Rescale the stretch from the start of the following lines through the line containing "75], [136, 77]]", including both ends. Reproduce every line there, requests included, but multiply each polygon coordinate in the answers by 0.7 and round it to a whole number, with halves rounded up.
▶
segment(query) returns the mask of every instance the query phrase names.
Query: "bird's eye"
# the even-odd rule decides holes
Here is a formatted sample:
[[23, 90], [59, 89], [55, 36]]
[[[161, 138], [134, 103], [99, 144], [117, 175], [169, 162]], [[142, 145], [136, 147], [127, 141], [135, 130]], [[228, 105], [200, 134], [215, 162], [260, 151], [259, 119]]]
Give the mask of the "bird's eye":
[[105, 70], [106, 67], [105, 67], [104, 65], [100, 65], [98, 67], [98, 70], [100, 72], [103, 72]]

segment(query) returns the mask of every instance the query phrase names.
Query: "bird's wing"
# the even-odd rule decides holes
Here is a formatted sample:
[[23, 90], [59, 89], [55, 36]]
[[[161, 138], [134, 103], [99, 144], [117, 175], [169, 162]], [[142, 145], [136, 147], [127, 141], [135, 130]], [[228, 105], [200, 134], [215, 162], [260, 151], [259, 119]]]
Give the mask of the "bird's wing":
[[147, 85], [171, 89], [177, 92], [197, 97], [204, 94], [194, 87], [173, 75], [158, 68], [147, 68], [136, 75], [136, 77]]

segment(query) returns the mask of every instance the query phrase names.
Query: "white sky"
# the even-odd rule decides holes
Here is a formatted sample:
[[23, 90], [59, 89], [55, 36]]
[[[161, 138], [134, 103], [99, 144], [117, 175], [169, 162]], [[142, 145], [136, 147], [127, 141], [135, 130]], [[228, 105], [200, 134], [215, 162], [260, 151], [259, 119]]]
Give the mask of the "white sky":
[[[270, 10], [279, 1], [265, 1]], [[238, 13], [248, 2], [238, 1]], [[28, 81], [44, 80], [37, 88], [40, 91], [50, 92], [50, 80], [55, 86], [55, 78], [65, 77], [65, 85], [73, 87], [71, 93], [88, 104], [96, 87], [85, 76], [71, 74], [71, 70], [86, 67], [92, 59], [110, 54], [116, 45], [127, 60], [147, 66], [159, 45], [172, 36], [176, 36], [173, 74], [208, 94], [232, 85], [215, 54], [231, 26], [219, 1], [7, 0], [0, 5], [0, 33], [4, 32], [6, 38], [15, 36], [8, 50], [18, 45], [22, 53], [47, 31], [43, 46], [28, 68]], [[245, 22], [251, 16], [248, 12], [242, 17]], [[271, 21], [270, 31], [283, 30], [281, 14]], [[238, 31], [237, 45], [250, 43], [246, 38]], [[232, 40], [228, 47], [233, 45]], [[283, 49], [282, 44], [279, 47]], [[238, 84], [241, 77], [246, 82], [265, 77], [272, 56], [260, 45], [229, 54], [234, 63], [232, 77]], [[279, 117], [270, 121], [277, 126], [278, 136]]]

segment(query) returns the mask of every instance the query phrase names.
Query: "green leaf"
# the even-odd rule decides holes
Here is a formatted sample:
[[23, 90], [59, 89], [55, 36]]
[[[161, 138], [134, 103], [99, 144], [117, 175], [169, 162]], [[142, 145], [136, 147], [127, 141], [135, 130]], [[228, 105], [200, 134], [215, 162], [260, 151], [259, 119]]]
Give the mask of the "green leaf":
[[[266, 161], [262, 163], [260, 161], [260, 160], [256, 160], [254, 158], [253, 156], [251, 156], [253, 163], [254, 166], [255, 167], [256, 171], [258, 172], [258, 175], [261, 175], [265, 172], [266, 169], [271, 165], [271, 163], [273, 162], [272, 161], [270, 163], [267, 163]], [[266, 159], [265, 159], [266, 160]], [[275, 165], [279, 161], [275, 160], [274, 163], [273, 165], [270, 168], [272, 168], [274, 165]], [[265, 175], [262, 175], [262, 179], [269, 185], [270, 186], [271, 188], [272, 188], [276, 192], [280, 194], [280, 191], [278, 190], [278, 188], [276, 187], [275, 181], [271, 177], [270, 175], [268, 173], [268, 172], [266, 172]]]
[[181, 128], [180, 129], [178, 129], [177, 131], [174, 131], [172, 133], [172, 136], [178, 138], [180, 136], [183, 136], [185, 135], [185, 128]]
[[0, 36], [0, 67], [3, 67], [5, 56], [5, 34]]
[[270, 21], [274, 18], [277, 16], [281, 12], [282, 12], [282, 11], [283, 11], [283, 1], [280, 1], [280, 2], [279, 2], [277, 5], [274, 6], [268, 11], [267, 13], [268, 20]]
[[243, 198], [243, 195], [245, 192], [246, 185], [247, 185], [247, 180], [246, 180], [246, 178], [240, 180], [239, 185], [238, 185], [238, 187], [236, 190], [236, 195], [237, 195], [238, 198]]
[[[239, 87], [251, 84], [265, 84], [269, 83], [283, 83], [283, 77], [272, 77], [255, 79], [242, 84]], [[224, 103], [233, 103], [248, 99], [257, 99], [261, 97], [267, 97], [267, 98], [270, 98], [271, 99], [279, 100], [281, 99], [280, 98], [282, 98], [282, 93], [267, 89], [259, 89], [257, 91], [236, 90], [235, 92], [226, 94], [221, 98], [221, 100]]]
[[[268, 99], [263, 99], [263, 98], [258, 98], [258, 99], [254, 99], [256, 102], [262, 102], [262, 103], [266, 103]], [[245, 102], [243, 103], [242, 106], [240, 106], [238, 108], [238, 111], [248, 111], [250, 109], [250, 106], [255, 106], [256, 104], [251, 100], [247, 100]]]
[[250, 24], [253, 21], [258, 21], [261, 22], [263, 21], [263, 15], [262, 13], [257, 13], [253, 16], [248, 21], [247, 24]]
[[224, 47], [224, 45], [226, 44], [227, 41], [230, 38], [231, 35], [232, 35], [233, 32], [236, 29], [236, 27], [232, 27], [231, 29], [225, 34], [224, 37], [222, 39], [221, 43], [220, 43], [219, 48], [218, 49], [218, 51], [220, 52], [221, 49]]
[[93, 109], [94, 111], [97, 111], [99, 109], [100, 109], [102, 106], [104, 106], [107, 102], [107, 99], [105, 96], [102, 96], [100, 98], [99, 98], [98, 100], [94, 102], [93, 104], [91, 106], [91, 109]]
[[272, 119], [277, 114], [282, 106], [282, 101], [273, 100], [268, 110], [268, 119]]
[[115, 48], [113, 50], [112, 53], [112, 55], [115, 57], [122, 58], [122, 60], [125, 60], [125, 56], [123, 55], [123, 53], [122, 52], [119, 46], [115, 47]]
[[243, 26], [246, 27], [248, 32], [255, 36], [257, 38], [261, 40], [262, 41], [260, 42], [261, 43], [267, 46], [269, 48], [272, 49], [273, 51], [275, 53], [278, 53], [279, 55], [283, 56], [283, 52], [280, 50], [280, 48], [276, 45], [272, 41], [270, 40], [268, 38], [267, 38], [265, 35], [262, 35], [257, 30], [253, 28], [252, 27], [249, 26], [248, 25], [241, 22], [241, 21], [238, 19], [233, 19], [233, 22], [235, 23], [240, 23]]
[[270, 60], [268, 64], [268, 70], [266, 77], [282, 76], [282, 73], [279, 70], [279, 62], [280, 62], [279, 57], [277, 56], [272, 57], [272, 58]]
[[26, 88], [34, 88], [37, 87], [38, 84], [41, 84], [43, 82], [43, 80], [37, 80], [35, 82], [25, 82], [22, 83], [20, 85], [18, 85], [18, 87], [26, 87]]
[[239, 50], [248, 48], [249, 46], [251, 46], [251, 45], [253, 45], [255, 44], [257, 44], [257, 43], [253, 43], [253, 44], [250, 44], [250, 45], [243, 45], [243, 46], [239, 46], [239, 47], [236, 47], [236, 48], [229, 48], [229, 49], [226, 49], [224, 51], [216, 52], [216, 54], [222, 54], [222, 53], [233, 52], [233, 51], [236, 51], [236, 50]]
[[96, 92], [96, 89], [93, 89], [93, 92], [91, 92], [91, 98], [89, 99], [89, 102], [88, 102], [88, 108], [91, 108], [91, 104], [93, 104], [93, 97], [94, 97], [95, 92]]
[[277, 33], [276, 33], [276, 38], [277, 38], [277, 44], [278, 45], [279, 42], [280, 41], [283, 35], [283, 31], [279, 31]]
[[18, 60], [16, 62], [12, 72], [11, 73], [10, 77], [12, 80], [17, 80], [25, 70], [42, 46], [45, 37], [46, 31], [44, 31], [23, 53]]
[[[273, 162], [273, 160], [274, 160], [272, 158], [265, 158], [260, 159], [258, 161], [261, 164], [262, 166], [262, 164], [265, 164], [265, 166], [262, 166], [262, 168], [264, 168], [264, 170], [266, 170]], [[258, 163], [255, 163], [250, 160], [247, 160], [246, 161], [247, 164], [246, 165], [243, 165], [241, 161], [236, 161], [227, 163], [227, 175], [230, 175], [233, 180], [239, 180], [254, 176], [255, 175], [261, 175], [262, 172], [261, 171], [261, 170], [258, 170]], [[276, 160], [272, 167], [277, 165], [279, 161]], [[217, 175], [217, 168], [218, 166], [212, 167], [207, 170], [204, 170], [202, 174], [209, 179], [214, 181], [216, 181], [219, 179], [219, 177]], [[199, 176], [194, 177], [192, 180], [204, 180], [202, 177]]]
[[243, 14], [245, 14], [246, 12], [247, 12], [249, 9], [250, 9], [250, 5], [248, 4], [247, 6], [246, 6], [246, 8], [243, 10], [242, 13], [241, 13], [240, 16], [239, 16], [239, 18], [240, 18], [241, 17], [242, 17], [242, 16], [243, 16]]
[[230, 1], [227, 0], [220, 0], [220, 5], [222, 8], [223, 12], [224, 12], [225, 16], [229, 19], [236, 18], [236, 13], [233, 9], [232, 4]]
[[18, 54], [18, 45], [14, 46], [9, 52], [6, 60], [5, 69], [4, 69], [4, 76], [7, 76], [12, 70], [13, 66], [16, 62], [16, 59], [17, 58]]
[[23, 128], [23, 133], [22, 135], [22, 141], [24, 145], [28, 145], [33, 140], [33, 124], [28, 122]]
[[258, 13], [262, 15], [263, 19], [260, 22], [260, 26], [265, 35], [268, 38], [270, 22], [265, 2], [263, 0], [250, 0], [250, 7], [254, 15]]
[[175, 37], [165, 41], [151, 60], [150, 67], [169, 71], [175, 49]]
◀
## RESULT FOR THIS EXERCISE
segment(query) returns the mask of every instance the query phrase names.
Query: "bird's eye"
# the even-odd rule decides holes
Here is a formatted sample:
[[23, 90], [59, 89], [55, 36]]
[[[161, 138], [134, 103], [99, 144], [117, 175], [169, 162]], [[142, 145], [136, 147], [127, 141], [135, 130]], [[228, 105], [200, 134], [215, 162], [260, 151], [259, 119]]]
Give the mask of the "bird's eye":
[[74, 49], [74, 47], [74, 47], [73, 46], [70, 46], [69, 47], [69, 49], [70, 50], [72, 50]]

segment(query) returns the mask of every instance the query phrase names.
Query: "bird's wing"
# the even-odd rule decides holes
Here is a formatted sample:
[[23, 90], [59, 89], [55, 36]]
[[[161, 138], [134, 103], [99, 144], [117, 175], [169, 162]], [[142, 145], [136, 147], [127, 141], [135, 130]], [[228, 105], [200, 134], [215, 162], [260, 151], [259, 119]]]
Give the mask of the "bird's wing":
[[103, 60], [120, 62], [124, 64], [138, 68], [143, 66], [136, 61], [121, 53], [111, 48], [103, 48], [95, 53], [95, 54]]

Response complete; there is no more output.